**Aim of the exercise:** Swap "precise location" for "exact position" throughout the rows below, and reproduce every line with nothing else altered.
#### Task data ####
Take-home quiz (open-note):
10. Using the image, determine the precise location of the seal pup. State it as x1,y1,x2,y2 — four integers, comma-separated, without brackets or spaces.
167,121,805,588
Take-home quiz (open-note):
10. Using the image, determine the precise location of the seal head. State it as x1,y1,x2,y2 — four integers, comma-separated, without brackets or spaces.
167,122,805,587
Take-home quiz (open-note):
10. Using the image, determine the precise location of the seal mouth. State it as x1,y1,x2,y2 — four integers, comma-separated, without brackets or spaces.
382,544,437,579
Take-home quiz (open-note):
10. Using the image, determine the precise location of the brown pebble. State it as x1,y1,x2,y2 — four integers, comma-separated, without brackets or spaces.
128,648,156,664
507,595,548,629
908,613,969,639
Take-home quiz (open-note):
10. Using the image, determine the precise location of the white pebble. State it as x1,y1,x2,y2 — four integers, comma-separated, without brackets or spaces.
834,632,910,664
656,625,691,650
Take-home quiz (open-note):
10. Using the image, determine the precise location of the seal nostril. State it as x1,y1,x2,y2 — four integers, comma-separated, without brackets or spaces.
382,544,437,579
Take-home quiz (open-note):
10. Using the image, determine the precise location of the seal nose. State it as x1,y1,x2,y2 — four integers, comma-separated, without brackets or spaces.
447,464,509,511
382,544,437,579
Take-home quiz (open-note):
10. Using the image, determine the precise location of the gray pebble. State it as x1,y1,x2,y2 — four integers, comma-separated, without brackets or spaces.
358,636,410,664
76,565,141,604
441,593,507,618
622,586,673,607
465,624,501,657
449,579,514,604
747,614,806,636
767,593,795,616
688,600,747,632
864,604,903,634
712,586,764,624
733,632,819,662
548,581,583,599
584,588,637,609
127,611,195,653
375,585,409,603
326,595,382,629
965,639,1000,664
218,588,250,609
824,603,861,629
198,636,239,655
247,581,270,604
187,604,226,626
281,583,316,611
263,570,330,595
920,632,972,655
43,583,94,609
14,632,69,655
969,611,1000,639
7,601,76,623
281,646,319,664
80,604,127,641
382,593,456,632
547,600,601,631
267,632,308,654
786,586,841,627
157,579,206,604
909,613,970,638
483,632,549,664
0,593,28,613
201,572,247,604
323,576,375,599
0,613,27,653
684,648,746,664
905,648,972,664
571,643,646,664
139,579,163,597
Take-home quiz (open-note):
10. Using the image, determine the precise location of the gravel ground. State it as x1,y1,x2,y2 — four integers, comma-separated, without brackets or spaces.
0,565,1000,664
####
**Result below:**
Take-home quiz (open-note):
10. Using the image, determine the exact position of the seal pup. State it as x1,y1,x2,y2 — four integers, comma-separated, without brackets or spaces.
167,121,805,588
Take-home quiz (open-note):
10. Using the image, determine the exact position of the seal head. State it as x1,y1,x2,y2 — four integers, comma-separated, without brackets or spaces.
167,122,805,587
Take-home quiz (open-note):
10. Using the image, determine the exact position of the seal mouth. State it as x1,y1,x2,y2 — four integers, comma-separated, without brackets or spaces.
382,544,437,579
Take-home quiz (open-note):
10. Using the image, determine the exact position of the brown pebble. State it as x1,y1,x2,y2 — four integers, comma-separated, without brackets or spaces.
128,648,156,664
507,595,548,629
908,613,969,639
Take-home quiz (open-note):
10. Using the image, determine the exact position of the white pebble. State it as x1,y1,x2,y2 — four integers, comma-separated, without brackets or spaces.
834,632,910,664
656,625,691,650
Take-home quiz (open-note):
10. Using the image, determine the exact position of the seal nostril. State it as x1,y1,x2,y2 — four integers, comma-separated, without brackets or spaces.
382,544,437,579
Take-home quiz (open-note):
10. Using the image, determine the exact position of the seal nose. State it as x1,y1,x2,y2 — four integers, comma-separated, without brackets or spaces.
447,464,509,511
382,544,437,579
Take-home quiz (open-note):
10. Using the image, determine the exact position of the gray pebble. State it as x1,y1,x2,y2 — four integers, comma-separated, without brackets or spaces.
358,636,410,664
76,565,141,604
441,593,507,618
622,586,673,607
465,624,501,657
449,579,514,604
747,614,806,636
767,593,795,616
688,600,747,632
864,604,903,634
712,586,764,624
733,632,819,662
548,581,583,599
584,588,637,609
127,611,195,653
375,585,409,603
326,595,382,629
965,639,1000,664
218,588,250,609
824,603,861,629
198,636,239,655
247,581,270,604
187,604,226,626
281,583,316,611
263,570,330,595
920,632,972,655
43,583,94,609
14,632,69,655
969,611,1000,639
7,601,76,623
281,646,319,664
80,604,127,641
382,593,456,632
547,600,601,631
267,632,308,654
786,586,841,627
157,579,206,604
909,613,970,638
483,632,549,664
0,593,28,613
201,572,247,604
323,576,375,599
0,613,27,653
684,648,746,664
905,648,972,664
571,643,646,664
139,579,163,597
Take-home quiz (open-note):
10. Using the image, determine the exact position of the gravel ground. State it as x1,y1,x2,y2 — four integers, comma-separated, without brackets or spaces.
0,565,1000,664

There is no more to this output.